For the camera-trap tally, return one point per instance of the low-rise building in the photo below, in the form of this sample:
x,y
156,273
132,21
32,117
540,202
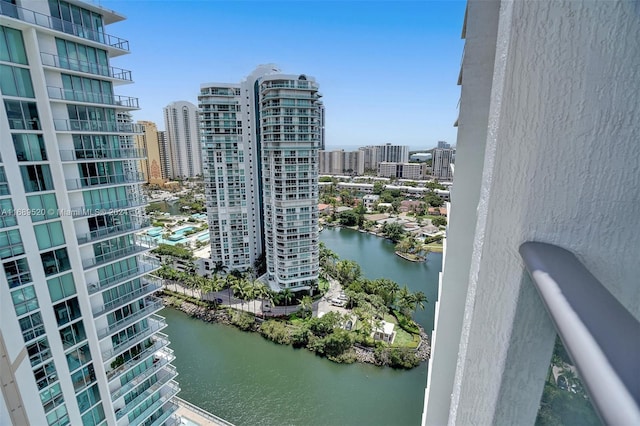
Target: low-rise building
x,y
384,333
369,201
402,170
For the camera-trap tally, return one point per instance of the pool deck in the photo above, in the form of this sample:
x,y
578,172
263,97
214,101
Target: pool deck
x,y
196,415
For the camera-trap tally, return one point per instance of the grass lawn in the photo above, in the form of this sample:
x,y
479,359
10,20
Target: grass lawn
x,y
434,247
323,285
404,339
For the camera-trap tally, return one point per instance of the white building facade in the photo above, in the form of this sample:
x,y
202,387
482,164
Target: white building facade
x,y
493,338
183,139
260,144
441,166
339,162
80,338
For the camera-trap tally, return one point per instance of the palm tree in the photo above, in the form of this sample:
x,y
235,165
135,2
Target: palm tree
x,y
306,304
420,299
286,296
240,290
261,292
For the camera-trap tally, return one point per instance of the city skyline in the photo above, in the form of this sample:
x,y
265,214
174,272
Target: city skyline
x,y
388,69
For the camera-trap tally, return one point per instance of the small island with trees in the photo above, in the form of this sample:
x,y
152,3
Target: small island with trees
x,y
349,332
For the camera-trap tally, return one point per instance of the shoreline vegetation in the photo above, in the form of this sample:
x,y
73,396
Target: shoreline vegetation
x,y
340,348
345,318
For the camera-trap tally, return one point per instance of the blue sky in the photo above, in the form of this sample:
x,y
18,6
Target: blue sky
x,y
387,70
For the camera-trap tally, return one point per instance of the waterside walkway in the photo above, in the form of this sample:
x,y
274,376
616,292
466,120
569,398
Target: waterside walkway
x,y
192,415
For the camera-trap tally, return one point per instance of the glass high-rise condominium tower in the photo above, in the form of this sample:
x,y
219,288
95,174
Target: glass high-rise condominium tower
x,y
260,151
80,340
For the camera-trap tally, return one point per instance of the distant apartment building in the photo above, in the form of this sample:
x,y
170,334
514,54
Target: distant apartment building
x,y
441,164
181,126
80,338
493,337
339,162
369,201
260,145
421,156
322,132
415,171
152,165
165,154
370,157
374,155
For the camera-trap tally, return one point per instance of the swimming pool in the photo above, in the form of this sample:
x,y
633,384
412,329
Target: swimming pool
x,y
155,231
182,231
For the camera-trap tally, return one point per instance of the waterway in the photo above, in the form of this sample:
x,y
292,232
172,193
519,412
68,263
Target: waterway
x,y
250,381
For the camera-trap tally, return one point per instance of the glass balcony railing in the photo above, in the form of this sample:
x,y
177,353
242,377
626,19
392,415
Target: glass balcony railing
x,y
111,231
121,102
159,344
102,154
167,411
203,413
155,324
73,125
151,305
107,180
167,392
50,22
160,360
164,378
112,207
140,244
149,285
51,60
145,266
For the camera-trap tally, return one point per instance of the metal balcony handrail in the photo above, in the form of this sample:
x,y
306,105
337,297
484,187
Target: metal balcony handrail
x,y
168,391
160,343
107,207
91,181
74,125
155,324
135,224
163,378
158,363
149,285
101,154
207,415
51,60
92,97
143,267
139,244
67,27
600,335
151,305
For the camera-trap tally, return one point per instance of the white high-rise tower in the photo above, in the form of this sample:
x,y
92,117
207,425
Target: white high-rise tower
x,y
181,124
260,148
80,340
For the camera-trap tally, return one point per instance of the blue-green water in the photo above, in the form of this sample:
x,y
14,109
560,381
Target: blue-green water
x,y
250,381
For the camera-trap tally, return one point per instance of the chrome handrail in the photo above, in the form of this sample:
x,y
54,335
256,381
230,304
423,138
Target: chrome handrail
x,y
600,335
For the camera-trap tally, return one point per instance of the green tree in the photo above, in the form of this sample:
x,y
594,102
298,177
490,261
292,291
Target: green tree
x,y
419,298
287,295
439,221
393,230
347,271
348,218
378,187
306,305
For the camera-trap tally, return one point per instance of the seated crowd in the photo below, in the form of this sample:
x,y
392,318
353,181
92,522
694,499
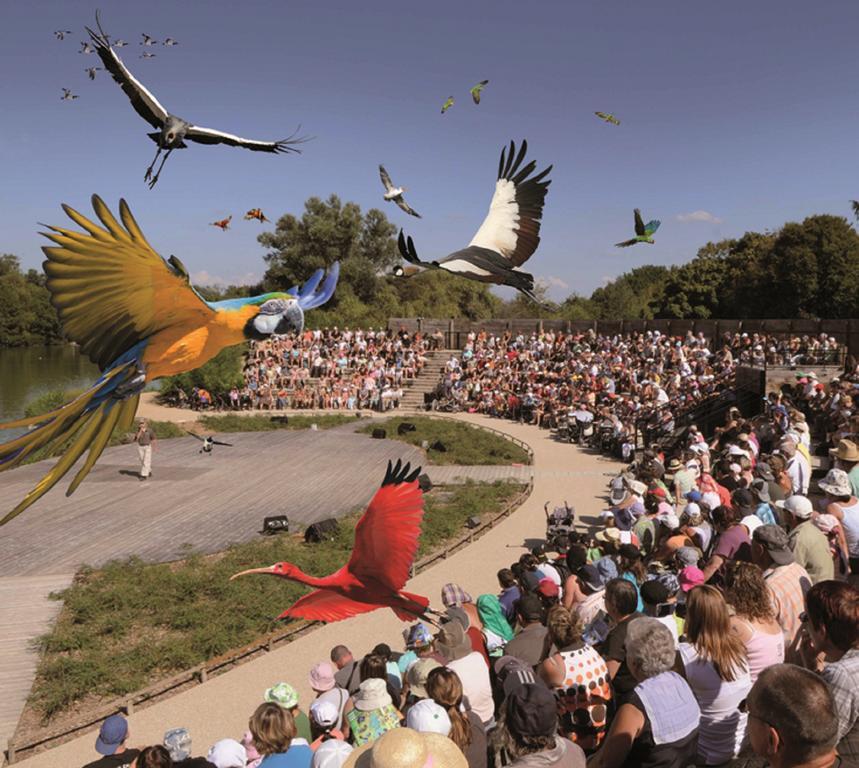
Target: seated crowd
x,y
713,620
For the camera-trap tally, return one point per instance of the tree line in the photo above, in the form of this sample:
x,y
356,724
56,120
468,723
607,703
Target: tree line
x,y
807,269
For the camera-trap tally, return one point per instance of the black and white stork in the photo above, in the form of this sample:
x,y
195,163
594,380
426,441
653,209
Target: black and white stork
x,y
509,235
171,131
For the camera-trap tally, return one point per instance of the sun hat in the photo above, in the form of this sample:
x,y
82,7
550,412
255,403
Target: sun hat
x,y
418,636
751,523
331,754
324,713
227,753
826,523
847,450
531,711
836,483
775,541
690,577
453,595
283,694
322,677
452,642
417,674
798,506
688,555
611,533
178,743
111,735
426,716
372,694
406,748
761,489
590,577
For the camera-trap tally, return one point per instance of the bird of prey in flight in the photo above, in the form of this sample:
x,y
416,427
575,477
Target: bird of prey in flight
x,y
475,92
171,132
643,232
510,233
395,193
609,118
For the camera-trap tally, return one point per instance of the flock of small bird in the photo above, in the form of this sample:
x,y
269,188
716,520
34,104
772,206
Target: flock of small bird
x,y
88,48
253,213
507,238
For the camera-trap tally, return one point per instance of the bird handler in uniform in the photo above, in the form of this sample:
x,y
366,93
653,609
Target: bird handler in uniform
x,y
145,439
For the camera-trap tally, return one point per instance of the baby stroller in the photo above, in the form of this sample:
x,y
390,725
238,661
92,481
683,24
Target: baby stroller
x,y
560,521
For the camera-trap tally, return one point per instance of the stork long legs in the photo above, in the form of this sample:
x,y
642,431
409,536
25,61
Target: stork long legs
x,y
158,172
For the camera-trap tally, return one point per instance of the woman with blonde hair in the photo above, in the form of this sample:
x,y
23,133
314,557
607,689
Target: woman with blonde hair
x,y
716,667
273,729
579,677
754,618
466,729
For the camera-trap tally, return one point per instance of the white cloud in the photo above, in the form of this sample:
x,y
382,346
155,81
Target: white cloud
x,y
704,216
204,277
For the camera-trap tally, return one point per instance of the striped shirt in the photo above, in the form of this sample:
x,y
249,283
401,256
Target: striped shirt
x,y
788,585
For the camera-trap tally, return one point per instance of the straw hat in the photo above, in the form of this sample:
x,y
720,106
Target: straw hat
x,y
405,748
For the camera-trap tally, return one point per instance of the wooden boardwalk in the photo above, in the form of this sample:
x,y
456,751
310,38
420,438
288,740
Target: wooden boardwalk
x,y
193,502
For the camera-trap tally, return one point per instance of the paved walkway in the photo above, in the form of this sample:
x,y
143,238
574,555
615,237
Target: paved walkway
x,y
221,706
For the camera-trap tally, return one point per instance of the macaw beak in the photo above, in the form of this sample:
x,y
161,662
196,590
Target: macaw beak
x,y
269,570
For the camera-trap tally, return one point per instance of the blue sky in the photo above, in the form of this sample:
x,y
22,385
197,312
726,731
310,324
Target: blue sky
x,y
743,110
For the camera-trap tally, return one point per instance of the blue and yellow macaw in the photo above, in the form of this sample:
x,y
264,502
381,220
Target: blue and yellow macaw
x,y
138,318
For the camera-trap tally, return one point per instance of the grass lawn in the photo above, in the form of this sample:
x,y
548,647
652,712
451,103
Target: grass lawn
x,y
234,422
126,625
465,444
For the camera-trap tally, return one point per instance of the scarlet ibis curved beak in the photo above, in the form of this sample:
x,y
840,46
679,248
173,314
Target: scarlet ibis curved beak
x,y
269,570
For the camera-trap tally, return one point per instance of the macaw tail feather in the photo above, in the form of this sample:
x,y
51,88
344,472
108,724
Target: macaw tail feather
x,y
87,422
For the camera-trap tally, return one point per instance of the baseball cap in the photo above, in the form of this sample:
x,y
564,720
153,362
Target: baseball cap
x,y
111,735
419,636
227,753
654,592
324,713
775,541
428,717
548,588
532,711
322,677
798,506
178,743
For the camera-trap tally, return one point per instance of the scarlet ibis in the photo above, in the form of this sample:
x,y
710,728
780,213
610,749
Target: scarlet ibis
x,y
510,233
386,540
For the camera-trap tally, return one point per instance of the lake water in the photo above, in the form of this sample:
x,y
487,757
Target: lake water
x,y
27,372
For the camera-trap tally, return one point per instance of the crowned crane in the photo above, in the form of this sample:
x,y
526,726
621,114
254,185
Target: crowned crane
════
Begin with the line that contains "scarlet ibis in" and quote each line after it exactly, stopping after the last line of the data.

For the camera-trap tally, return one point per instance of the scarlet ibis in the photo above, in the form of this sample:
x,y
710,728
780,213
610,749
Target: scarlet ibis
x,y
510,233
386,540
For the camera-trap tally, return one point per instance of the lake water in the photo above, in the form of this sample:
x,y
487,757
Target: lake water
x,y
27,372
For the camera-trap tally, return one point per instance of the crowned crane in the photo above, in the form of this sample:
x,y
526,726
621,114
254,185
Target: crowned crane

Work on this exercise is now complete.